Extracted records
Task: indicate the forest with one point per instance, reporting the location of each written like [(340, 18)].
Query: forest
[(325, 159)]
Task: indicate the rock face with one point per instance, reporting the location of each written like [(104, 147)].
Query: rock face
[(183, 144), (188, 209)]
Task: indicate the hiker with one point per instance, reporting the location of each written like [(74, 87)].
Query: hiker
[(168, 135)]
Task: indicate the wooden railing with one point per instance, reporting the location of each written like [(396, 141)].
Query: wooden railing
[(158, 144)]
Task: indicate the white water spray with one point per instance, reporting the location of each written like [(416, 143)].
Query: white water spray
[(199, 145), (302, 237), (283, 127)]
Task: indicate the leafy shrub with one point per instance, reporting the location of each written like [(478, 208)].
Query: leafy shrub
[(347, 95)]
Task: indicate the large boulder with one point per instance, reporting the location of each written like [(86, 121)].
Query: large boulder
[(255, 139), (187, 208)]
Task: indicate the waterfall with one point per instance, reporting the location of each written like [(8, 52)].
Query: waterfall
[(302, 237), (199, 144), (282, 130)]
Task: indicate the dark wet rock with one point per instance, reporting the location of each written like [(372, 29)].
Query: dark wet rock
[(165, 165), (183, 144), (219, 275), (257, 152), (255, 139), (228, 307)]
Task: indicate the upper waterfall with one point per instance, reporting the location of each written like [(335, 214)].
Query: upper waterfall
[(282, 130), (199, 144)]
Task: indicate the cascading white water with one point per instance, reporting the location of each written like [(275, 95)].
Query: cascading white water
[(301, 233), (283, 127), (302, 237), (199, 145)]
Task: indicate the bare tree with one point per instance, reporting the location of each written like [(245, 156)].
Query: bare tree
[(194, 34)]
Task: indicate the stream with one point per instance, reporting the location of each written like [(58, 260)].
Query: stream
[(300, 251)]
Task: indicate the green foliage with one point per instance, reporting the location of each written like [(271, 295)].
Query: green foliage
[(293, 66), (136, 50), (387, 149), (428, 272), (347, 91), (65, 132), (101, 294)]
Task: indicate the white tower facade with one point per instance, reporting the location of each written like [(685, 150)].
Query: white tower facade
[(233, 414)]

PROBLEM DESCRIPTION
Please write out the lines that run from the one with "Query: green foliage" to the end of the records, both included, exactly as they appear.

SOLUTION
Query: green foliage
[(293, 66), (136, 50), (387, 149), (428, 272), (347, 91), (65, 132), (101, 294)]
Task: indicate the white tower facade with one point per instance, reporting the location of each written like [(685, 150)].
Query: white tower facade
[(233, 414)]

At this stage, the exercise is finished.